**Exercise set**
1. Repeat word for word the stretch of the account of having COVID from "Just as quickly, something" through "ricotta ravioli, vitamins.".
2. Answer these questions from the account of having COVID:
(a) What were the test results of the friends who were told about the diagnosis?
(b) In which country does the son live?
(c) On what day did the writer wake up with no sense of smell?
3. Pick up the account of having COVID after its last sentence and keep writing it.

Given passage Start Marker

Twice the previous weekend, I’d drunk outdoor aperitivo with friends. That Saturday, I’d even visited a winery for a tasting and lunch with another pair of friends. We were distanced and careful, but who knows?
I quickly let everyone know my diagnosis and urged them to get tested. In the following days, the results came in: our friends were all negative.
Just as quickly, something else happened. Offers of help poured in from friends asking, “What do you need?” The deliveries from my network started to arrive outside my door: a blood-oxygen meter, homemade chicken broth, fresh ricotta ravioli, vitamins.
The refrain I heard over and over again was this: “Tell me anything you need—anything!”
Personally, I do not like social media. But I did post my condition and was struck by the outpouring of good wishes and empathy—not just from current wine colleagues, but from people I worked with 30 years ago or more as a reporter in Texas, and from Camutos I didn’t even know from our ancestral home on the western side of Sicily’s Mount Etna.
Our family Christmas plan had been that our son, who lives in the U.K., was going to fly down to meet my wife and I in the southern France village in which he grew up. My wife was already there. Last Sunday, France cancelled flights from the U.K. over fears of a newly virulent strain of COVID in Britain. That meant that our small family would be scattered across three countries.
Meanwhile, I spent the weekend doing things I didn’t imagine for the holidays: helping write an obituary and grappling with the disorienting effects of COVID.
When I awoke on the 19th, my sense of smell was gone, as the virus had infected my olfactory support cells. The world was an odorless void and would likely remain so for weeks.
I compulsively sniffed everything from a container of strong oregano to the stinky dried-fish doggy treats at the back of the fridge to my favorite cologne. They were identical in their aromatic nothingness.
When I ate, I could taste the sweetness of fruit on my tongue and feel the sharp acidic bite of citrus. I could detect salt and, most surprisingly, the magical umami flavor of a piece of Parmigiano cheese.

Given passage End Marker
Data excerpts Start Marker

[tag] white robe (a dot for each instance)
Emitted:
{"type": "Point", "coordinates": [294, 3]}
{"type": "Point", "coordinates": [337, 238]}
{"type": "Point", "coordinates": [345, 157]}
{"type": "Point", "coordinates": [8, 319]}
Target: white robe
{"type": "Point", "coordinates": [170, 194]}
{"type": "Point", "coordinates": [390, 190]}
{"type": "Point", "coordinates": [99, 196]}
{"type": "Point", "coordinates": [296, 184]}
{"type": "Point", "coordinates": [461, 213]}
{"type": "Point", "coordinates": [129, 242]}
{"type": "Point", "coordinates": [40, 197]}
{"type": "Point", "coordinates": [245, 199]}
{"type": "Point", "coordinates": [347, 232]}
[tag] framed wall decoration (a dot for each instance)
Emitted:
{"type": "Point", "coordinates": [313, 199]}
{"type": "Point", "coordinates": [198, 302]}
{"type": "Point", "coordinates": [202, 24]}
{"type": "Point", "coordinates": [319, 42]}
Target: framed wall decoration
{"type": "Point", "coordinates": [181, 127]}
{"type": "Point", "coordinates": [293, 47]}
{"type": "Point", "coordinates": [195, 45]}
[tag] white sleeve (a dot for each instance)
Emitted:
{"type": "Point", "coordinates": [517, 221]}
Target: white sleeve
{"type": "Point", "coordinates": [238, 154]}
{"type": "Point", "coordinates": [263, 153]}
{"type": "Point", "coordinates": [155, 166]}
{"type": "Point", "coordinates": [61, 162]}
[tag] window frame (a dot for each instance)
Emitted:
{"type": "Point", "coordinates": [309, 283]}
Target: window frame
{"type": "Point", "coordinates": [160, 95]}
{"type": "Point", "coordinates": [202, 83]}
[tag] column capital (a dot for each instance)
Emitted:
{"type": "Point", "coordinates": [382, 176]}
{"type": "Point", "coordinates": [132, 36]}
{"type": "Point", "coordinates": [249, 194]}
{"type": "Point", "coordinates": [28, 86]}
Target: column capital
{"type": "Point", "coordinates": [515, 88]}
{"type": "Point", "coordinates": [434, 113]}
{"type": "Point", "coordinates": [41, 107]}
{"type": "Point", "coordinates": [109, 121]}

Data excerpts End Marker

**Numbered responses**
1.
Just as quickly, something else happened. Offers of help poured in from friends asking, “What do you need?” The deliveries from my network started to arrive outside my door: a blood-oxygen meter, homemade chicken broth, fresh ricotta ravioli, vitamins.

2.
(a) They were all negative.
(b) The U.K.
(c) The 19th.

3.
I then understood what I’d known but never sensed—just how important smell is to taste. Without it, eating is pretty dull.
I pulled out a bottle of new, ultra-green Sicilian olive from this season, and I slurped a spoonful. Instead of an explosion of flavors, the only thing I could detect was a phenolic burn at the back of my throat.
I am writing this on Dec. 22—the winter solstice—the shortest, darkest day of the year. After attending a virtual funeral, I open this bottle of Barolo and pour a glass. I inhale what should be its complex nose of dark fruit and spice, but there is nothing.
When I sip, I can tell it is red wine from what I feel in my mouth—the lively acid, the heat of the alcohol and the tannins that attach to my gums. But it is sadly incomplete, like watching a music video without the music. Or receiving a “virtual hug” in lieu of the real thing.
In a year that has already been a rollercoaster ride for Italy, we have to make it through yet another steep plunge before we reach the end. Last spring, the country was the hit hardest by COVID-19 and imposed the first lockdowns in Europe. After a summer respite, Italy became a center of the second wave, enforcing color-coded regional lockdowns and mandatory mask wearing (though smokers seem to get a free pass). I remember that, some days in June, the entire Veneto region where I live had about three cases a day for 5 million people. By mid-December, that grew to more than 3,000 a day. Eventually, I became one of them.
This holiday week and New Year's, all Italians are required to stay close to home with only limited travel. “People are going mad even without a positive test,” one friend laments via text message. “The pharmacies are selling tons of tranquilizers.”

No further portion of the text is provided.